# Start of EXERCISE DATA

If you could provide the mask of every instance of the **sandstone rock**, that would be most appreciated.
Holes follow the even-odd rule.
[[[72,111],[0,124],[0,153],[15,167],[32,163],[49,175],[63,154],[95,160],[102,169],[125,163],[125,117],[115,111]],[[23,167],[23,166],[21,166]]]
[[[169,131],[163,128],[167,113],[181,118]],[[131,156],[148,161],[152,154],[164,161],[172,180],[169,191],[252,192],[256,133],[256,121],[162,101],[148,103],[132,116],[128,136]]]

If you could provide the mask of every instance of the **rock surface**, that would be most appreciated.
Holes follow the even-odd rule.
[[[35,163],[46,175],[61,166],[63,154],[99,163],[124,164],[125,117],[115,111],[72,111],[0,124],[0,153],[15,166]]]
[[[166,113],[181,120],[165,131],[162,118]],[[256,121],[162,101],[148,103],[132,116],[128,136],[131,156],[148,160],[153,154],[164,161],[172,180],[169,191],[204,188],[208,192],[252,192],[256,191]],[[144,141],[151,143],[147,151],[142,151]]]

# End of EXERCISE DATA

Rewrite the entries, starting at the line that contains "surface**, that would be most appreciated." and ending at the end of the entries, as a two-column CSV with the columns instruction and response. Give one row per entry, with its text and its answer each in a single quoted field and line breaks replaced by spaces.

instruction,response
"If you could provide the mask of every instance of the **rock surface**, that would be most appreciated. Holes follow the even-odd rule.","[[[35,163],[46,175],[61,166],[63,154],[99,163],[124,164],[125,117],[115,111],[72,111],[0,124],[0,153],[15,166]]] [[[166,113],[181,120],[165,131],[162,118]],[[256,121],[162,101],[148,103],[132,116],[128,136],[131,156],[148,160],[153,154],[164,161],[172,180],[169,191],[204,188],[208,192],[252,192],[256,191]],[[144,141],[151,143],[147,151],[142,151]]]"